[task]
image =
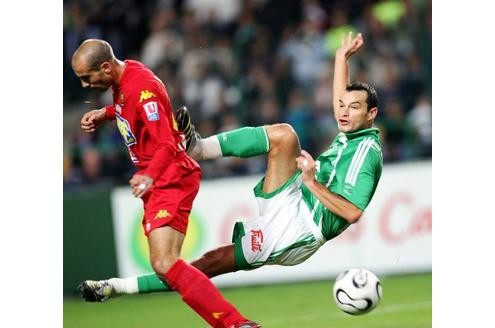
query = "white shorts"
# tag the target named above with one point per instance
(283, 234)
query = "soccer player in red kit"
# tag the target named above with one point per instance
(167, 179)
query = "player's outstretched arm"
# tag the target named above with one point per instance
(92, 119)
(348, 46)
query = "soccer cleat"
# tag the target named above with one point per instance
(185, 125)
(247, 324)
(96, 291)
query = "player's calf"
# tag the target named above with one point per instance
(96, 290)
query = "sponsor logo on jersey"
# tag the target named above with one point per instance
(125, 130)
(217, 315)
(161, 214)
(256, 240)
(145, 95)
(348, 188)
(151, 109)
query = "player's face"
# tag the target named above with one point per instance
(353, 114)
(95, 79)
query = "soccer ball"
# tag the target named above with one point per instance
(357, 291)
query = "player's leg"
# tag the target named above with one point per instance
(213, 263)
(284, 149)
(195, 288)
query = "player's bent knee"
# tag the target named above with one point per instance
(282, 136)
(161, 266)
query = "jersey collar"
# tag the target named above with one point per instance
(359, 133)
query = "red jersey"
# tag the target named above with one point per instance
(145, 120)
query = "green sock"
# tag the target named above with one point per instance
(151, 283)
(244, 142)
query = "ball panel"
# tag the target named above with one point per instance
(357, 291)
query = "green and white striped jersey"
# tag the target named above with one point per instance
(351, 168)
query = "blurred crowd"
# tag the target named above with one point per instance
(246, 63)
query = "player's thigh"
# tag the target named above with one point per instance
(165, 244)
(284, 149)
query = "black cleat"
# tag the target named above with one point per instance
(185, 125)
(95, 291)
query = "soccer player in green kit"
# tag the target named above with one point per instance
(303, 202)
========
Task to carry out. Among the lines of the data, find every one that holds "white" and copy it.

Task solution.
query = "white shorts"
query = "green and white striped jersey"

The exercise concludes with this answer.